> Records for the exercise:

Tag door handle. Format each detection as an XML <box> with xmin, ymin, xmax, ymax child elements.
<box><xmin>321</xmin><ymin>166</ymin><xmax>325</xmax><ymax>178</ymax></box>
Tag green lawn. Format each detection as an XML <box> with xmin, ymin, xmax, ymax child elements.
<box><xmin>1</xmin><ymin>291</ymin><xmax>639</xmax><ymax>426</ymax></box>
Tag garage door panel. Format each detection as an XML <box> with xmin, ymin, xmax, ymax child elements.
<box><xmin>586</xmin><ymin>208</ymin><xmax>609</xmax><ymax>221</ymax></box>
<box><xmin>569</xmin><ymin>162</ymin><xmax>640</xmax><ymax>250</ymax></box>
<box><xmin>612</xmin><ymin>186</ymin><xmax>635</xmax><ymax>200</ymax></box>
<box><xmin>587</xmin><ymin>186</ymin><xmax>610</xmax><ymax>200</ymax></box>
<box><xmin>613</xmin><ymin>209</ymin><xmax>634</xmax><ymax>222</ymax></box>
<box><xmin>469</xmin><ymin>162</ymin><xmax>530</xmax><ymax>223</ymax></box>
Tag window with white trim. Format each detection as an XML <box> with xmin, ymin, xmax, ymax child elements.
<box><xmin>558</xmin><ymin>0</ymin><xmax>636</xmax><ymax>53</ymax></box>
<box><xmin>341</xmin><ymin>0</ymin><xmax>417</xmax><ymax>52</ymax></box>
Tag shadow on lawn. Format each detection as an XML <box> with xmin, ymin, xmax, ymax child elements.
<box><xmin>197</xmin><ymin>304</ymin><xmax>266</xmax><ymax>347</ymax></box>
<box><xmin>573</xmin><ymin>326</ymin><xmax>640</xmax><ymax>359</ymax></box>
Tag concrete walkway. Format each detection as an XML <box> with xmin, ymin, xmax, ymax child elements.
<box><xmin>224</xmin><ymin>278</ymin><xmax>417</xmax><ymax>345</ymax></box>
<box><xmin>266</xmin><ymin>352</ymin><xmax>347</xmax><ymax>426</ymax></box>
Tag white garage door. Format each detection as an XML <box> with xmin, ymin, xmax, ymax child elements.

> What you will do: Beginning with the first line, transcribe the complete listing exactly.

> Your solution:
Tag door handle. Format each detection as an XML <box> with xmin, ymin, xmax, ymax child elements.
<box><xmin>321</xmin><ymin>166</ymin><xmax>325</xmax><ymax>178</ymax></box>
Tag green lawn. Format each detection as an XML <box> with xmin, ymin, xmax, ymax child elements.
<box><xmin>1</xmin><ymin>291</ymin><xmax>639</xmax><ymax>426</ymax></box>
Tag garage door panel. Format each detection as an XML <box> with xmin, ymin, xmax, ymax child elements.
<box><xmin>586</xmin><ymin>208</ymin><xmax>609</xmax><ymax>221</ymax></box>
<box><xmin>569</xmin><ymin>162</ymin><xmax>640</xmax><ymax>250</ymax></box>
<box><xmin>612</xmin><ymin>186</ymin><xmax>635</xmax><ymax>200</ymax></box>
<box><xmin>587</xmin><ymin>186</ymin><xmax>610</xmax><ymax>200</ymax></box>
<box><xmin>613</xmin><ymin>209</ymin><xmax>634</xmax><ymax>222</ymax></box>
<box><xmin>469</xmin><ymin>162</ymin><xmax>530</xmax><ymax>223</ymax></box>
Tag window with white trim. Format each detection as an XML <box> with xmin, ymin, xmax, ymax child elements.
<box><xmin>558</xmin><ymin>0</ymin><xmax>636</xmax><ymax>53</ymax></box>
<box><xmin>341</xmin><ymin>0</ymin><xmax>417</xmax><ymax>52</ymax></box>
Tag shadow on lawn. Format each detection as an XML <box> with xmin, ymin, xmax, ymax child elements.
<box><xmin>197</xmin><ymin>304</ymin><xmax>266</xmax><ymax>347</ymax></box>
<box><xmin>573</xmin><ymin>326</ymin><xmax>640</xmax><ymax>359</ymax></box>
Tag concrete walkway. Format each detection as an XML <box> with xmin, ymin, xmax, ymax child elements.
<box><xmin>224</xmin><ymin>278</ymin><xmax>417</xmax><ymax>345</ymax></box>
<box><xmin>266</xmin><ymin>352</ymin><xmax>347</xmax><ymax>426</ymax></box>
Tag white garage door. Format each detection as an XML <box> with xmin, ymin, xmax, ymax child elements.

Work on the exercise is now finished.